Problem statement =
In the entries below, find the line containing "Keypoint placement: for each instance of the twig, put". Copy it and all lines after it, exactly, through the end.

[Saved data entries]

※

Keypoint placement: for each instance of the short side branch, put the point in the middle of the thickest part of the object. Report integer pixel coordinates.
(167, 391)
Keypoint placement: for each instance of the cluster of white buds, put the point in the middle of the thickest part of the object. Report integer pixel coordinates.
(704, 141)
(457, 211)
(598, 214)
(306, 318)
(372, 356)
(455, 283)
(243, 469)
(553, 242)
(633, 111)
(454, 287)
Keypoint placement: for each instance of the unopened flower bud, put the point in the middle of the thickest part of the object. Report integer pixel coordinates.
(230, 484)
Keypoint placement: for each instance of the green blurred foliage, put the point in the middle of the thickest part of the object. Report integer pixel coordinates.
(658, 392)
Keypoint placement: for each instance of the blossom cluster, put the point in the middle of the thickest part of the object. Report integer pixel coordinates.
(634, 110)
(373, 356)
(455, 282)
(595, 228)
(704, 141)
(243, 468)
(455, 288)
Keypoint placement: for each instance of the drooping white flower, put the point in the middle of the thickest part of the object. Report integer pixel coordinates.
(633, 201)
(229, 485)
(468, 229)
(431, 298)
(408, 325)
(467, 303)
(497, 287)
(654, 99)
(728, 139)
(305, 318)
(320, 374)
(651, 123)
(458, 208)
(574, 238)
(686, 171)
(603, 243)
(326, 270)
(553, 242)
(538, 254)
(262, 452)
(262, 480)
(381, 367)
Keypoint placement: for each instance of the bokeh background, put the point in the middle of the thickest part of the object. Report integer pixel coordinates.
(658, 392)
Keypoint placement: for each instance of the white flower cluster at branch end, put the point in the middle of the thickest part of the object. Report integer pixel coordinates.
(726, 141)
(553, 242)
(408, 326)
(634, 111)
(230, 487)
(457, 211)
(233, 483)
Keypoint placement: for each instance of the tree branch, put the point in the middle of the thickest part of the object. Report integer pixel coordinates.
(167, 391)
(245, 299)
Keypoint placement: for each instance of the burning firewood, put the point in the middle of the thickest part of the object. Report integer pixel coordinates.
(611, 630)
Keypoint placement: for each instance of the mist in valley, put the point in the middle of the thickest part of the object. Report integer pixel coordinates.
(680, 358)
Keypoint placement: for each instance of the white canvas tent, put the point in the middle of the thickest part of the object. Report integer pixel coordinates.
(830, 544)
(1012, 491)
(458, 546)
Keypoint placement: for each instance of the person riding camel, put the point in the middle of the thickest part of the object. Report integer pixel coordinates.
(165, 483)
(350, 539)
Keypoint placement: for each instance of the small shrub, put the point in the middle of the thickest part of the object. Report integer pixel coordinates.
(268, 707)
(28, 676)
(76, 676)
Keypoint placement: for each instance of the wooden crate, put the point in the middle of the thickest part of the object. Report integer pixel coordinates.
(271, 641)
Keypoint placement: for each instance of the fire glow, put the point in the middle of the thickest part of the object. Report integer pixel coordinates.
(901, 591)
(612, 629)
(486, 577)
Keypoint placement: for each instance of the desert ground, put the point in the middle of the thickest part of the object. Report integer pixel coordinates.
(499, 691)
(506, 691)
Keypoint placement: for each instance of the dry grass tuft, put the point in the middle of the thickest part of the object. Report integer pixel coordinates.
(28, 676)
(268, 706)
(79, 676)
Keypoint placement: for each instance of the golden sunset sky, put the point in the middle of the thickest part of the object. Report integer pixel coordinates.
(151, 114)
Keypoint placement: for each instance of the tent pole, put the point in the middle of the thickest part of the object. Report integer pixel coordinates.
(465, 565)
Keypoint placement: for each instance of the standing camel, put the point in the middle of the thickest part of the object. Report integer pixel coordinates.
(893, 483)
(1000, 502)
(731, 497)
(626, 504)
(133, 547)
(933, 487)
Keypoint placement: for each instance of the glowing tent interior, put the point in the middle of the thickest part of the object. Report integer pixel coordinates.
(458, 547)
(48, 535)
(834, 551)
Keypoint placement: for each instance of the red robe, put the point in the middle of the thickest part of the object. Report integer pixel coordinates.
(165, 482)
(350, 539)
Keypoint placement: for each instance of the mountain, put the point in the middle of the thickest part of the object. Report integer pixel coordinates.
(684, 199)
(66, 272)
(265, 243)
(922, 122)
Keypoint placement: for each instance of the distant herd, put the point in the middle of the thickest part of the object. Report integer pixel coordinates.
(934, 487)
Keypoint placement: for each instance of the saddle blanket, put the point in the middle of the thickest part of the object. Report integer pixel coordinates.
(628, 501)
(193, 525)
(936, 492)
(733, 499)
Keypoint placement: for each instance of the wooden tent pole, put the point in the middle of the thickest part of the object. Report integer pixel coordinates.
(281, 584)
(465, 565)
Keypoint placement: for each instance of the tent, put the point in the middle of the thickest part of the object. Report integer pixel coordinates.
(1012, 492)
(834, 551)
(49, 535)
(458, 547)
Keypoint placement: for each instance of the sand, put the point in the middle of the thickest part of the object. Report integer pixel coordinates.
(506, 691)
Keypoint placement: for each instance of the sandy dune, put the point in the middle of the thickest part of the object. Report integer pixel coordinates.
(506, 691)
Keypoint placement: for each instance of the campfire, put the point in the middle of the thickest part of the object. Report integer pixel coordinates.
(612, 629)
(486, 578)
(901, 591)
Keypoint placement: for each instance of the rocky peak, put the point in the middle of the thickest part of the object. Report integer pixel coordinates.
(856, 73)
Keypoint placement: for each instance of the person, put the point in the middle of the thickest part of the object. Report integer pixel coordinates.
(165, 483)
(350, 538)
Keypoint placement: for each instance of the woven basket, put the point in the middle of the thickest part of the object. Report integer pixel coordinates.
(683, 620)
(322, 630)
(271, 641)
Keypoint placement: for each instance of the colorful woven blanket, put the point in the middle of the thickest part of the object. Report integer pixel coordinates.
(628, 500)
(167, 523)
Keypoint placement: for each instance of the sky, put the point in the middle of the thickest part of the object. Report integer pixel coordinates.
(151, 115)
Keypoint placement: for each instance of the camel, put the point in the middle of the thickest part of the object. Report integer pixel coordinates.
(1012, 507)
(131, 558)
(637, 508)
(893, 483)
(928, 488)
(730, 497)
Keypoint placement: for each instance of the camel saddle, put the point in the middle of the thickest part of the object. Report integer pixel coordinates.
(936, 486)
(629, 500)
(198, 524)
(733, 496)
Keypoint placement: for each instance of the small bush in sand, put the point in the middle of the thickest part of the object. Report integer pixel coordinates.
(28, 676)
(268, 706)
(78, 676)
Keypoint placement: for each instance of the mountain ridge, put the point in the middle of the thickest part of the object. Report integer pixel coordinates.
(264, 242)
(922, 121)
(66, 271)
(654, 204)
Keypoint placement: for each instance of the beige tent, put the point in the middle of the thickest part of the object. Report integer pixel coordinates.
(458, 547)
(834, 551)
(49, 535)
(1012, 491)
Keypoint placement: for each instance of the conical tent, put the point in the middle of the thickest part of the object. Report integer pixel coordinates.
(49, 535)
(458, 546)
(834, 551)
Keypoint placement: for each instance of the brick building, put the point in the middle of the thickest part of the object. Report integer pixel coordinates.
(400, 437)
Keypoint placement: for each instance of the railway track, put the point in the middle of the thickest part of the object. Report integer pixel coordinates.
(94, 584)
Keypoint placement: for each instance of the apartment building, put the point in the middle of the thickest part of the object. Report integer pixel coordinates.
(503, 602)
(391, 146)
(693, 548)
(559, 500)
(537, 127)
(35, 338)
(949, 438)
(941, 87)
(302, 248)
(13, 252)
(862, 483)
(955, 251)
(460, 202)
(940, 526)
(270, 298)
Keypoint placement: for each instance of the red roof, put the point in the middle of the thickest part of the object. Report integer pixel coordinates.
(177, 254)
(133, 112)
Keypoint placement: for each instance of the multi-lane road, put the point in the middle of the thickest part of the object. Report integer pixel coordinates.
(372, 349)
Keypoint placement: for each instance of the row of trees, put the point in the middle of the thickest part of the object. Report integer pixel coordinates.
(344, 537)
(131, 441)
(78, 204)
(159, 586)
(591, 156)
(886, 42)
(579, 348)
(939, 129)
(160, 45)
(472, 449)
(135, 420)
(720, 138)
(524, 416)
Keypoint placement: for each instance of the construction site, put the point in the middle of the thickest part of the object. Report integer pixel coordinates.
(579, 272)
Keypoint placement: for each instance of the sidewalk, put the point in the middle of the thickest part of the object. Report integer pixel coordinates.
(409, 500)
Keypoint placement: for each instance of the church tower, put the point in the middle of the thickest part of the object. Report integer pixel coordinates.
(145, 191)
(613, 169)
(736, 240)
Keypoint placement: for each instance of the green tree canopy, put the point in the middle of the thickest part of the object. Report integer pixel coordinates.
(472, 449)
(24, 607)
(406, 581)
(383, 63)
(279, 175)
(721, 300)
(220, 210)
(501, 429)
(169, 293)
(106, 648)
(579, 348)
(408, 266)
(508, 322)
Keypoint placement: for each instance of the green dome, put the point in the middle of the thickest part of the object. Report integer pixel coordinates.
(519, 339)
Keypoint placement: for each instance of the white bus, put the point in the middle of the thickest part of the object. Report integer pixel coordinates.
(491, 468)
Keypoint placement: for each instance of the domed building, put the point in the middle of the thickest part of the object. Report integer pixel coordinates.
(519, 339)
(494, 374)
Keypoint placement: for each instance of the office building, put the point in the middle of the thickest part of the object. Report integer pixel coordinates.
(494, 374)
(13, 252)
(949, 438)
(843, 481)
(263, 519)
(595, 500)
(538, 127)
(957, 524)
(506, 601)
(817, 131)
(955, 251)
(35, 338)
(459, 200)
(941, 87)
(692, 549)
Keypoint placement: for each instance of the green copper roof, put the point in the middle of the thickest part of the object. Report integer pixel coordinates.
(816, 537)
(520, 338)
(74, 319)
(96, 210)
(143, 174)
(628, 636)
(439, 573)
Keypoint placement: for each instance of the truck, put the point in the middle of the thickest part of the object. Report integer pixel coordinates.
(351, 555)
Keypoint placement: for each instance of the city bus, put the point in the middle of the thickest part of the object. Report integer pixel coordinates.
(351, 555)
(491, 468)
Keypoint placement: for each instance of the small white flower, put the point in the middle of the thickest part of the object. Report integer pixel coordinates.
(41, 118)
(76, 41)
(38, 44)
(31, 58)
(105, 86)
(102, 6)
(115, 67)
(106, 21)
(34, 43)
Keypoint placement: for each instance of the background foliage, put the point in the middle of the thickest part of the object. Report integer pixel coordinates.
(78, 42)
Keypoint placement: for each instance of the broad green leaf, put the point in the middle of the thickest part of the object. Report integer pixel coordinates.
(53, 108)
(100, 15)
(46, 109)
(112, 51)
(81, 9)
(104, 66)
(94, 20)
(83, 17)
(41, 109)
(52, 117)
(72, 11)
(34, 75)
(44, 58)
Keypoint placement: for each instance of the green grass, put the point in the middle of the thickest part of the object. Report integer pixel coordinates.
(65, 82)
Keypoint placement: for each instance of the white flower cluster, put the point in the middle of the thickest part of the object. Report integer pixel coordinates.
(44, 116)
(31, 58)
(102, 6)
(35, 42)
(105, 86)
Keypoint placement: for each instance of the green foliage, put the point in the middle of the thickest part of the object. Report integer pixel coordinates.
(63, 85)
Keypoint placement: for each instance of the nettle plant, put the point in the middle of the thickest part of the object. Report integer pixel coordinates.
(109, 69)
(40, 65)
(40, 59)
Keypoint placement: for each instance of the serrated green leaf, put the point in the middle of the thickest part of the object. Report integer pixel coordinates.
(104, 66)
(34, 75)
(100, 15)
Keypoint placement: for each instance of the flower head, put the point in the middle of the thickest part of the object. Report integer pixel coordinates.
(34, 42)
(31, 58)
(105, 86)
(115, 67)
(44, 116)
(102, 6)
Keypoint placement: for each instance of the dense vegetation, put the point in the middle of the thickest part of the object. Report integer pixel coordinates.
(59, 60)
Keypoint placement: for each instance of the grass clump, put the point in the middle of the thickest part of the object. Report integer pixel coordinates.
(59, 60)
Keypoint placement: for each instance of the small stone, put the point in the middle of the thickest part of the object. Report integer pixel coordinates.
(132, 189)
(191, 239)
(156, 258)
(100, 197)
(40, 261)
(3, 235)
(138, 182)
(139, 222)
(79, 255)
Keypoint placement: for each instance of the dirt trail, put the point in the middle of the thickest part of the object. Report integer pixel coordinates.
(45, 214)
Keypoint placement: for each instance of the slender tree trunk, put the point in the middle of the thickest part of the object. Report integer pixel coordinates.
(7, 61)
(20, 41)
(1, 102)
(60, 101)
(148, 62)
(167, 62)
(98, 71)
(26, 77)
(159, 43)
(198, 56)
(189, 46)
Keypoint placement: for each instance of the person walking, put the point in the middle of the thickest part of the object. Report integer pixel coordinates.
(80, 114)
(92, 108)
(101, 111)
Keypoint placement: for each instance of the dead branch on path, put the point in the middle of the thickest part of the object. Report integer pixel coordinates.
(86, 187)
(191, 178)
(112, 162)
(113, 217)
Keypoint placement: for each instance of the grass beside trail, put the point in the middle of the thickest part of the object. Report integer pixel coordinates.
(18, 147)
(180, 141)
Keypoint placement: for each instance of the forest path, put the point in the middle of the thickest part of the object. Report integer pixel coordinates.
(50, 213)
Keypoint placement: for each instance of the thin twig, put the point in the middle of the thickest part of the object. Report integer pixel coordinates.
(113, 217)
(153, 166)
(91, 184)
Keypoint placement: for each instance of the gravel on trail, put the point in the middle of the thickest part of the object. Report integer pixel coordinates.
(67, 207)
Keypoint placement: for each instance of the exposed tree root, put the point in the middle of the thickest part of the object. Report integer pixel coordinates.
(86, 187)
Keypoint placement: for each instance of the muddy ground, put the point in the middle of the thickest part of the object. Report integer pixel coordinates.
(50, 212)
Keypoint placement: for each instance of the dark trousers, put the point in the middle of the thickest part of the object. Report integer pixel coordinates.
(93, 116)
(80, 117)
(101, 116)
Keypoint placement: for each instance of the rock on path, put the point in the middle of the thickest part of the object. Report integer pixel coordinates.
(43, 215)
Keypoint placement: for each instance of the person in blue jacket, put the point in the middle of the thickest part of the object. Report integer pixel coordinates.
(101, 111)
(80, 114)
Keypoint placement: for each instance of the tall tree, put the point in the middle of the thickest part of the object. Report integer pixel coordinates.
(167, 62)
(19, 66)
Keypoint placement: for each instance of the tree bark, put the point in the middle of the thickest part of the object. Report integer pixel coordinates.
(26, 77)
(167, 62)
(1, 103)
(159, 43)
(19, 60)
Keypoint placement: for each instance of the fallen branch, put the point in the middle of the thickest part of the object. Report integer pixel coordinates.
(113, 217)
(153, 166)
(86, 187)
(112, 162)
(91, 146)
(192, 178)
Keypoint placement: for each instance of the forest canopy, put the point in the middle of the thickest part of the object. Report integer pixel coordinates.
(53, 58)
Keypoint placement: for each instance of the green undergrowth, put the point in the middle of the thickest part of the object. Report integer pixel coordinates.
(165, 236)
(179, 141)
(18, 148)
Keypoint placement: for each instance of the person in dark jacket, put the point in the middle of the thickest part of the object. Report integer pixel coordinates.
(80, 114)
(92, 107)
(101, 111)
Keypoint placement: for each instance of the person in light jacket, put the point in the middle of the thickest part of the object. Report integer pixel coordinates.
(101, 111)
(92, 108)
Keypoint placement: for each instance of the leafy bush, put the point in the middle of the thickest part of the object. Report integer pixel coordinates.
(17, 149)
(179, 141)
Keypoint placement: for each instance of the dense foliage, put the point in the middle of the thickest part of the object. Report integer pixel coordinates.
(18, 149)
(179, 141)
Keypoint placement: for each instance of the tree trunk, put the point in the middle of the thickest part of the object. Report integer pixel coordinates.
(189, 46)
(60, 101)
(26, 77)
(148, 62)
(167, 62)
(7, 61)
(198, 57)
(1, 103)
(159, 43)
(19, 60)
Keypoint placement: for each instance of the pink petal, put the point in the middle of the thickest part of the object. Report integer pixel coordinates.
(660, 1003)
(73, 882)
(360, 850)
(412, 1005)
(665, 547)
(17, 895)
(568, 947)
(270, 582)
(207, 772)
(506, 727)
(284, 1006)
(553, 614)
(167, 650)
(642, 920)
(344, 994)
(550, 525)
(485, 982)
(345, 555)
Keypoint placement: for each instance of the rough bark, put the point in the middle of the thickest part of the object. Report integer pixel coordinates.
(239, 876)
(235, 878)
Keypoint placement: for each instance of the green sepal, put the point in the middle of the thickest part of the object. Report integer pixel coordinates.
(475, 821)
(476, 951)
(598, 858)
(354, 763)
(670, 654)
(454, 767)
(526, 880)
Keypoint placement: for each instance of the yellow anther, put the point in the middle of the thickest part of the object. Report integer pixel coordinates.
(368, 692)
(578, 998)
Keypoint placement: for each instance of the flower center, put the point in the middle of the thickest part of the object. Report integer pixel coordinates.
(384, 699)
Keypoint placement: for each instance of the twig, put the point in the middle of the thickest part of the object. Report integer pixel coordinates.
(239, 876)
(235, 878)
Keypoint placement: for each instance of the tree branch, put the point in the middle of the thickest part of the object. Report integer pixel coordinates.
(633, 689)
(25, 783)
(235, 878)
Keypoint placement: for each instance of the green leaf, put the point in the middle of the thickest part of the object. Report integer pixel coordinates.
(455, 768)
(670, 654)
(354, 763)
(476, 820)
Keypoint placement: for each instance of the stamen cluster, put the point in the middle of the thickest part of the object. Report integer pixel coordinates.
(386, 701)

※

Written response =
Keypoint placement: for each instance of the twig, put the point in the middle of the thickest part of the object. Report integer pixel coordinates.
(239, 876)
(235, 878)
Keypoint placement: for each instance of the tree branch, put the point in the middle of the thickest part of the object. Report integer pixel coordinates.
(633, 689)
(25, 783)
(235, 878)
Keypoint placement: for each instance of the green leaf, put the point in the middle of the thickest part of the object. Report integer pixel coordinates.
(455, 768)
(670, 654)
(354, 763)
(476, 820)
Keypoint placement: for each instance of the stamen cluster, put the point in the middle of the thickest part of the object. Report integer pixel coordinates.
(386, 701)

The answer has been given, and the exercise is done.